# [Instructions]
1) According to the passage on Snowflake transfers to BigQuery, which two permissions must the service account be granted?
2) Condense the paragraph beginning "The BigQuery Data Transfer Service for Snowflake connector" from the passage on Snowflake transfers to BigQuery into a shorter version that keeps its main facts.
3) Carry on the passage on Snowflake transfers to BigQuery from the point where it stops.

# [Passage given]
####

Multi-regional locations

Multi-region description Multi-region name IP addresses
Data centers within member states of the European Union1 EU 34.76.156.158
34.76.156.172
34.76.136.146
34.76.1.29
34.76.156.232
34.76.156.81
34.76.156.246
34.76.102.206
34.76.129.246
34.76.121.168
Data centers in the United States US 35.185.196.212
35.197.102.120
35.185.224.10
35.185.228.170
35.197.5.235
35.185.206.139
35.197.67.234
35.197.38.65
35.185.202.229
35.185.200.120

1 Data located in the EU multi-region is not stored in the europe-west2 (London) or europe-west6 (Zürich) data centers.

Generate metadata and run translation engine

The BigQuery Data Transfer Service for Snowflake connector uses the BigQuery migration service translation engine for schema mapping when migrating Snowflake tables into BigQuery. To complete a Snowflake data transfer, you must first generate metadata for translation, then run the translation engine:

  1. Run the dwh-migration-tool for Snowflake. For more information, see Generate metadata for translation and assessment.
  2. Upload the generated metadata.zip file to a Cloud Storage bucket. The metadata.zip file is used as input for the translation engine.
  3. Run the batch translation service, specifying the target_types field as dts-mapping. For more information, see Translate SQL queries with the translation API.
    • The following is an example of a command to run a batch translation for Snowflake:
      curl -d "{
      "name": "sf_2_bq_translation",
      "displayName": "Snowflake to BigQuery Translation",
      "tasks": {
        string: {
          "type": "Snowflake2BigQuery_Translation",
          "translation_details": {
              "target_base_uri": "gs://sf_test_translation/output",
              "source_target_mapping": {
                "source_spec": {
                    "base_uri": "gs://sf_test_translation/input"
                }
              },
              "target_types": "dts-mapping",
          }
        }
      },
      }" 
      -H "Content-Type:application/json"
      -H "Authorization: Bearer TOKEN" -X POST https://bigquerymigration.googleapis.com/v2alpha/projects/project_id/locations/location/workflows
    • You can check the status of this command in the SQL Translation page in BigQuery. The output of the batch translation job is stored in gs://translation_target_base_uri/dts/config/.

Required service account permissions

In a Snowflake transfer, a service account is used to read data from the translation engine output in the specified Cloud Storage path. You must grant the service account the storage.objects.get and the storage.objects.list permissions.

####

# [Extracted entries]

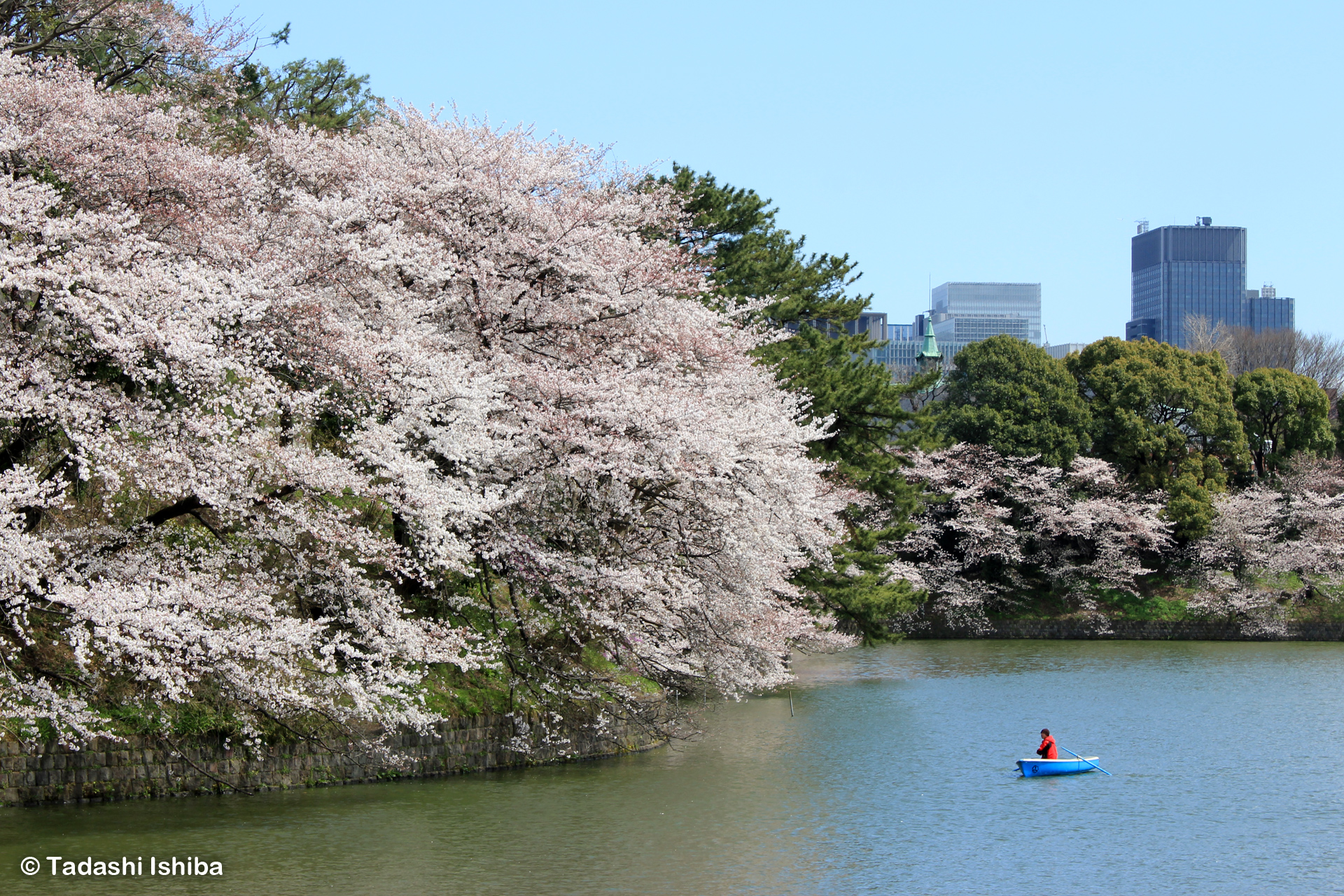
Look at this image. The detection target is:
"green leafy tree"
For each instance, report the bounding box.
[938,336,1091,468]
[1067,336,1249,539]
[1233,367,1335,477]
[238,37,382,130]
[657,165,937,640]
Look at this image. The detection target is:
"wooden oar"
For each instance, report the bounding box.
[1055,744,1116,778]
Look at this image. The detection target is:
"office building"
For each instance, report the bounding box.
[935,282,1040,345]
[1046,342,1090,357]
[1246,284,1296,333]
[1125,218,1294,348]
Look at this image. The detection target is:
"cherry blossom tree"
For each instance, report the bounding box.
[0,47,853,740]
[892,443,1172,629]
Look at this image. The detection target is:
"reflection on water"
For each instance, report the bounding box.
[0,640,1344,896]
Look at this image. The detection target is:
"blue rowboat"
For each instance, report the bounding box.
[1017,756,1097,778]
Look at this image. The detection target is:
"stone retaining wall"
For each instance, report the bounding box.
[906,617,1344,640]
[0,715,663,805]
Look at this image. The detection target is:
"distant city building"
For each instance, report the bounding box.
[1125,218,1294,348]
[1246,284,1296,333]
[916,282,1040,345]
[1046,342,1090,357]
[790,282,1042,379]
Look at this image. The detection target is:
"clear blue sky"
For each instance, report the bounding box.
[223,0,1344,344]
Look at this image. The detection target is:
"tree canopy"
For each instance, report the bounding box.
[1067,336,1249,538]
[659,165,935,639]
[1233,367,1335,477]
[938,336,1091,468]
[0,36,858,741]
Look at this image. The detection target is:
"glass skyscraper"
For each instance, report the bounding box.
[1125,218,1293,348]
[932,284,1040,345]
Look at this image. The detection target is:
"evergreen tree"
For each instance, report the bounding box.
[659,165,937,642]
[938,336,1091,468]
[1067,336,1249,539]
[1233,367,1335,475]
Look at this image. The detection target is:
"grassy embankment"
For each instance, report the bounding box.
[988,573,1344,622]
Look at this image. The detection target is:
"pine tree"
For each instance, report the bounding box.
[659,165,938,642]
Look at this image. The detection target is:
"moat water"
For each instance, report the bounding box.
[0,640,1344,896]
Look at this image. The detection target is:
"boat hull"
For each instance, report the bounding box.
[1017,756,1097,778]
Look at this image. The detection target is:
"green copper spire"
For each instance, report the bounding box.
[916,310,942,367]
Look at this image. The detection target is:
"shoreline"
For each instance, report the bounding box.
[904,617,1344,640]
[0,713,666,806]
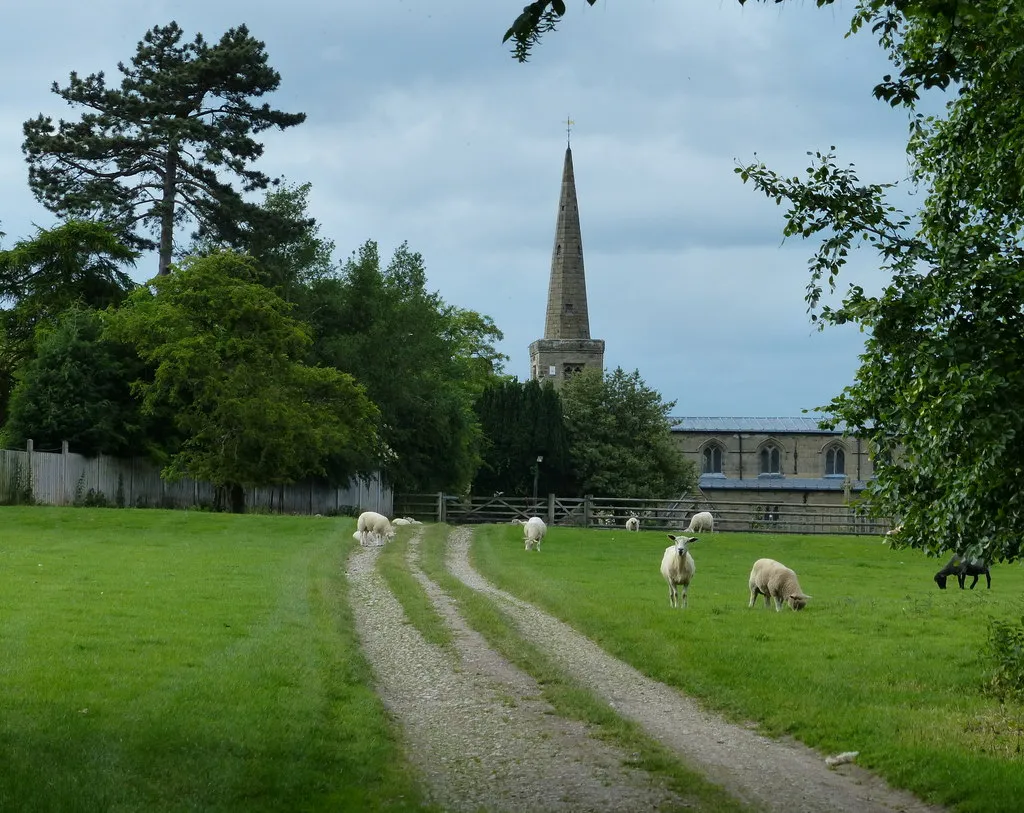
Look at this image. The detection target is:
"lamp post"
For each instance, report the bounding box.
[534,455,544,514]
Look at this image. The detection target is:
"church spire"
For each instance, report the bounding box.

####

# [The results]
1) The storage.objects.get and storage.objects.list permissions.

2) For schema mapping, the Snowflake connector of the BigQuery Data Transfer Service uses the BigQuery migration service translation engine when it moves Snowflake tables into BigQuery. Completing a transfer requires first generating translation metadata and then running the translation engine.

3)
If the service account is from a Google Cloud project that is different from the project that created the BigQuery data transfer, then you must also enable cross-project service account authorization.

For more information, see BigQuery IAM roles and permissions.

Assess Snowflake data

BigQuery writes data from Snowflake to Cloud Storage as Parquet files. Parquet files don't support the TIMESTAMP_TZ and TIMESTAMP_LTZ data types. If your data contains these types, you can export it to Amazon S3 as CSV files and then import the CSV files into BigQuery. For more information, see Overview of Amazon S3 transfers.

Gather transfer information

Gather the information that you need to set up the migration with the BigQuery Data Transfer Service:

Set up an Snowflake transfer

Select one of the following options:

Console

  1. Go to the Data transfers page in the Google Cloud console.

    Go to Data transfers

  2. Click Create transfer.

  3. In the Source type section, select Snowflake Migration from the Source list.

  4. In the Transfer config name section, enter a name for the transfer, such as My migration, in the Display name field. The display name can be any value that lets you identify the transfer if you need to modify it later.

  5. In the Destination settings section, choose the dataset you created from the Dataset list.

  6. In the Data source details section, do the following:

    1. For Account identifier, enter a unique identifier for your Snowflake account, which is a combination of your organization name and account name. The identifier is the prefix of Snowflake account URL and not the complete URL. For example, ACCOUNT_IDENTIFIER.snowflakecomputing.com.
    2. For Username, enter the username of the Snowflake user whose credentials and authorization is used to access your database to transfer the Snowflake tables. We recommend using the user that you created for this transfer.
    3. For Password, enter the password of the Snowflake user.
    4. For Warehouse, enter a warehouse that is used for the execution of this data transfer.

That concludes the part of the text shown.